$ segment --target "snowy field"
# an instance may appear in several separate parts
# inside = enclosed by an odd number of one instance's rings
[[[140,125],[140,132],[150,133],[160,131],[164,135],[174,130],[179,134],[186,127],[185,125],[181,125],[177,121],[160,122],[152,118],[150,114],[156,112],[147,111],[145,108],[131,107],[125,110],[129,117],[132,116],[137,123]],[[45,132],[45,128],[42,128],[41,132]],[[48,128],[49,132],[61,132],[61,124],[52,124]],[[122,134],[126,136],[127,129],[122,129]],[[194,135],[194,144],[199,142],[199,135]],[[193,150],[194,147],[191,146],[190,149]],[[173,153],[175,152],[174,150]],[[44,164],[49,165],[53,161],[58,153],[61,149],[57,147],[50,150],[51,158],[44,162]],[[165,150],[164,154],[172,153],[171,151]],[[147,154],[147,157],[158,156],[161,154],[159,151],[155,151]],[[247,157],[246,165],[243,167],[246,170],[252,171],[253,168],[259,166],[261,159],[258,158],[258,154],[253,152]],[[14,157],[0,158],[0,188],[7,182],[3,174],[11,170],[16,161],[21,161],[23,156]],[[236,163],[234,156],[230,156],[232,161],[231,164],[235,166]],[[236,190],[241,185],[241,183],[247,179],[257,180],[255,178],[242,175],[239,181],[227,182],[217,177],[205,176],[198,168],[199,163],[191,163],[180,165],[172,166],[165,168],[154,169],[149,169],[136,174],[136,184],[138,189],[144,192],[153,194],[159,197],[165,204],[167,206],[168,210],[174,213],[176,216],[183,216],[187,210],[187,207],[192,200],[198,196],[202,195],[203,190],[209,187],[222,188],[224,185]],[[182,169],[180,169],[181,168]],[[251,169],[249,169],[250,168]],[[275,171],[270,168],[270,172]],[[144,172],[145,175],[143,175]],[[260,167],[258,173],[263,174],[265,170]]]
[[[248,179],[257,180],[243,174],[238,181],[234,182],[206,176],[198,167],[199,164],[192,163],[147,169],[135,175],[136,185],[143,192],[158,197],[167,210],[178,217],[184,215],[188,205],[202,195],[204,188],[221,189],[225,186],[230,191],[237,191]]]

______

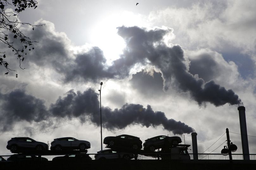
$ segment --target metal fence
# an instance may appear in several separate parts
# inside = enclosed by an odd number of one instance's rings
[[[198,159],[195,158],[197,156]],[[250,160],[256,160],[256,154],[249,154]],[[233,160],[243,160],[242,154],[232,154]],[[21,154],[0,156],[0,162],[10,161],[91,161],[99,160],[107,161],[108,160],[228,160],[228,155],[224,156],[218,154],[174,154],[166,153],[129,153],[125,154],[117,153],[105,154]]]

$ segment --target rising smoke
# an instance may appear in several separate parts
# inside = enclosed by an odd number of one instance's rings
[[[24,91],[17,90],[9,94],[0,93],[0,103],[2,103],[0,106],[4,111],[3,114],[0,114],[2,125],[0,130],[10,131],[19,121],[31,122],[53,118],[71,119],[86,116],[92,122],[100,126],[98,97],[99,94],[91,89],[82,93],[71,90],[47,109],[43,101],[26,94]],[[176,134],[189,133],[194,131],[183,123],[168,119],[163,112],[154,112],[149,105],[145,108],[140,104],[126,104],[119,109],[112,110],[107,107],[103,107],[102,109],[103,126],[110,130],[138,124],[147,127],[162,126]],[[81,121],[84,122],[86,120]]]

______

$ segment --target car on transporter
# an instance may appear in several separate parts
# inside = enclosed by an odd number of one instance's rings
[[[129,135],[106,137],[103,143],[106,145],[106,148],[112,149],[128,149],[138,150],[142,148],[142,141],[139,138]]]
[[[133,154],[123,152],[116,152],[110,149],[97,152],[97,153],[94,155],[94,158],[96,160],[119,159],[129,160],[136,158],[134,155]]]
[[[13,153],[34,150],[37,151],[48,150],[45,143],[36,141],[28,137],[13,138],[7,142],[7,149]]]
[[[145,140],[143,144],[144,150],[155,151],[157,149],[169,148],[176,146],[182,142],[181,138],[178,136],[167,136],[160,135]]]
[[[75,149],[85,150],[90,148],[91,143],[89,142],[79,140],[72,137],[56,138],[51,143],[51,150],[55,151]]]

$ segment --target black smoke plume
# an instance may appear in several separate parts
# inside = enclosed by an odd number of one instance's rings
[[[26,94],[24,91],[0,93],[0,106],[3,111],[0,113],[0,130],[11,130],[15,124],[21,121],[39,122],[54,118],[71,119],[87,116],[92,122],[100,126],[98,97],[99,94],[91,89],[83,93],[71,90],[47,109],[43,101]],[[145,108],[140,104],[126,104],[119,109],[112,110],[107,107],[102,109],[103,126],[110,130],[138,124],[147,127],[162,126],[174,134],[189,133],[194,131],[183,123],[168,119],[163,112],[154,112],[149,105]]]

______

■ TASK TO COMPLETE ■
Return every line of the items above that contains the string "segment", matching case exactly.

■ CORRECT ANSWER ■
$ segment --target "snowy field"
$ segment --target metal fence
$ segment --target rising smoke
$ segment --target car on transporter
$ segment --target black smoke plume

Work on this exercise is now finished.